(Stored data)
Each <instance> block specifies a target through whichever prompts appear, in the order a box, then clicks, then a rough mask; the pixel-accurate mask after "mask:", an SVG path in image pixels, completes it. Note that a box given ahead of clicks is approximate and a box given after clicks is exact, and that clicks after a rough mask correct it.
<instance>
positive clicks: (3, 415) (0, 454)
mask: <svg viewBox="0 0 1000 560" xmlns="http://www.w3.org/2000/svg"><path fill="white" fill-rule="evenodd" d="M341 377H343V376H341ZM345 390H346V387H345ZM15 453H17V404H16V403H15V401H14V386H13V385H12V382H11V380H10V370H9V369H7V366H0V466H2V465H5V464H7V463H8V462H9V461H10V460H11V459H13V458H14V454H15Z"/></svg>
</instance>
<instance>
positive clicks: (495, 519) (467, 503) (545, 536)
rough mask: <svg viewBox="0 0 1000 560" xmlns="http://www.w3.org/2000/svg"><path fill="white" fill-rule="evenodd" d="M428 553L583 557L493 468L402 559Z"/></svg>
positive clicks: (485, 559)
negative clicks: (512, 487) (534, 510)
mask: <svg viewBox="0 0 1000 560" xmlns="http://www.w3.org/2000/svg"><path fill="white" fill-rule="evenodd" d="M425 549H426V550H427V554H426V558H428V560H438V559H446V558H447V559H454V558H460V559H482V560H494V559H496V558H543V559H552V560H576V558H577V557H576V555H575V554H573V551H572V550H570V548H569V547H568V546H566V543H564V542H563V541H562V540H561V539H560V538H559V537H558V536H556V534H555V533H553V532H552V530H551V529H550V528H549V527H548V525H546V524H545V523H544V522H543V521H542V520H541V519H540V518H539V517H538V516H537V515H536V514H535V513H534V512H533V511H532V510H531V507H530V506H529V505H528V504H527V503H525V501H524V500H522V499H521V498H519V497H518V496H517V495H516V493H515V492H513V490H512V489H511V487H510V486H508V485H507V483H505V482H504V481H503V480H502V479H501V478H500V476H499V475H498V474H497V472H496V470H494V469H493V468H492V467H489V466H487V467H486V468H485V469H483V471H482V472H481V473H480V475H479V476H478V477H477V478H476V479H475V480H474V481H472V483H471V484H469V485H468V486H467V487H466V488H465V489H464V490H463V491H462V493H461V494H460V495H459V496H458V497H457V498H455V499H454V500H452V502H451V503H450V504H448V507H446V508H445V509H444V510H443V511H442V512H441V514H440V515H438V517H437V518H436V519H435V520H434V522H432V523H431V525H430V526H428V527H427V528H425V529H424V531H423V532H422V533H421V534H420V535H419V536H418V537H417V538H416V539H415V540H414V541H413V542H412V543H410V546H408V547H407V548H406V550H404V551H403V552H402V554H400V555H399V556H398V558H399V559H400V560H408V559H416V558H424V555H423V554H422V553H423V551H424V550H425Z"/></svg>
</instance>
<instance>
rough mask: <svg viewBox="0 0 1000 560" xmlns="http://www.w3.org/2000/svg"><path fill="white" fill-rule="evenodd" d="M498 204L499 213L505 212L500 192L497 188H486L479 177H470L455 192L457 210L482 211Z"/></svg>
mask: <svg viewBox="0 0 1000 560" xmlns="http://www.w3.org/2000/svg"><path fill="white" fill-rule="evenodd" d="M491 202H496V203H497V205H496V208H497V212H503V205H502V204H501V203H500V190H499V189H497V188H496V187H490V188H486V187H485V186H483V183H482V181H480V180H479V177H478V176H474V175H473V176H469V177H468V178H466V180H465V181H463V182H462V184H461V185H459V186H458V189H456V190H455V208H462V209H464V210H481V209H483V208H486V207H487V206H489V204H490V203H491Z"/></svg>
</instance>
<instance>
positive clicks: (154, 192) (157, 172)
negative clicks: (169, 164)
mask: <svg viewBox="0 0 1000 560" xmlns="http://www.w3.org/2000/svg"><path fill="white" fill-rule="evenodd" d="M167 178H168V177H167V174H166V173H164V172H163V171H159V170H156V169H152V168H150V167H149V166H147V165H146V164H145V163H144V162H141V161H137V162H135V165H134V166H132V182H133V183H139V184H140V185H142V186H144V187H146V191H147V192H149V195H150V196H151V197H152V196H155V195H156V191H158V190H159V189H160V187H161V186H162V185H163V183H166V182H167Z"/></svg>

WORK TO COMPLETE:
Copy every one of the stored data entries above verbatim, preserving each line without alteration.

ANSWER BOX:
Each <instance> block specifies a target through whichever prompts appear, in the order a box, then clicks, then a rough mask; the pixel-accurate mask after "mask:", an SVG path in image pixels, completes it. Note that a box given ahead of clicks is approximate and a box given after clicks is exact, and that clicks after a rough mask correct it.
<instance>
positive clicks: (3, 415) (0, 454)
mask: <svg viewBox="0 0 1000 560" xmlns="http://www.w3.org/2000/svg"><path fill="white" fill-rule="evenodd" d="M341 377H343V376H341ZM345 390H346V387H345ZM15 453H17V404H16V403H15V401H14V386H13V385H12V382H11V380H10V370H9V369H7V366H0V466H2V465H5V464H7V463H8V462H9V461H10V460H11V459H13V458H14V454H15Z"/></svg>
</instance>
<instance>
positive clicks: (495, 519) (467, 503) (545, 536)
rough mask: <svg viewBox="0 0 1000 560" xmlns="http://www.w3.org/2000/svg"><path fill="white" fill-rule="evenodd" d="M428 553L583 557L493 468L402 559Z"/></svg>
positive clicks: (485, 559)
negative clicks: (512, 487) (534, 510)
mask: <svg viewBox="0 0 1000 560" xmlns="http://www.w3.org/2000/svg"><path fill="white" fill-rule="evenodd" d="M425 549H426V550H427V554H426V558H428V560H438V559H446V558H447V559H454V558H460V559H482V560H494V559H496V558H543V559H552V560H576V558H577V557H576V555H575V554H573V551H572V550H570V548H569V547H568V546H566V543H564V542H563V541H562V540H561V539H560V538H559V537H558V536H556V534H555V533H553V532H552V530H551V529H550V528H549V527H548V525H546V524H545V523H544V522H543V521H542V520H541V519H540V518H539V517H538V516H537V515H536V514H535V513H534V512H533V511H532V510H531V507H530V506H529V505H528V504H527V503H525V501H524V500H522V499H521V498H519V497H518V496H517V495H516V493H515V492H513V490H512V489H511V487H510V486H508V485H507V483H505V482H504V481H503V480H502V479H501V478H500V476H499V475H498V474H497V472H496V470H494V469H493V468H492V467H489V466H487V467H486V468H485V469H483V471H482V472H481V473H480V475H479V476H478V477H477V478H476V479H475V480H474V481H472V483H471V484H469V485H468V486H467V487H466V488H465V489H464V490H463V491H462V493H461V494H460V495H459V496H458V497H457V498H455V499H454V500H452V502H451V503H450V504H448V507H446V508H445V509H444V510H443V511H442V512H441V514H440V515H438V517H437V518H436V519H435V520H434V522H432V523H431V525H430V526H428V527H427V528H425V529H424V531H423V532H422V533H421V534H420V535H419V536H418V537H417V538H416V539H415V540H414V541H413V542H412V543H410V546H408V547H407V548H406V550H404V551H403V552H402V554H400V555H399V556H398V558H399V559H400V560H408V559H416V558H424V555H423V554H422V553H423V551H424V550H425Z"/></svg>
</instance>
<instance>
rough mask: <svg viewBox="0 0 1000 560" xmlns="http://www.w3.org/2000/svg"><path fill="white" fill-rule="evenodd" d="M498 204L499 213L505 212L500 192L497 188H486L479 177H470L455 192L457 210L482 211Z"/></svg>
mask: <svg viewBox="0 0 1000 560" xmlns="http://www.w3.org/2000/svg"><path fill="white" fill-rule="evenodd" d="M491 202H496V203H497V205H496V208H497V212H503V205H502V204H501V203H500V190H499V189H497V188H496V187H490V188H486V187H485V186H483V183H482V181H480V180H479V177H478V176H474V175H473V176H469V177H468V178H466V180H465V181H463V182H462V184H461V185H459V186H458V189H456V190H455V208H462V209H464V210H481V209H483V208H486V207H487V206H489V204H490V203H491Z"/></svg>
</instance>
<instance>
positive clicks: (154, 192) (157, 172)
negative clicks: (169, 164)
mask: <svg viewBox="0 0 1000 560" xmlns="http://www.w3.org/2000/svg"><path fill="white" fill-rule="evenodd" d="M167 178H168V177H167V174H166V173H164V172H163V171H159V170H156V169H152V168H150V167H149V166H147V165H146V164H145V163H144V162H141V161H137V162H135V165H134V166H132V182H133V183H139V184H140V185H142V186H144V187H146V191H147V192H149V195H150V196H151V197H152V196H155V195H156V191H158V190H159V189H160V187H161V186H162V185H163V183H166V182H167Z"/></svg>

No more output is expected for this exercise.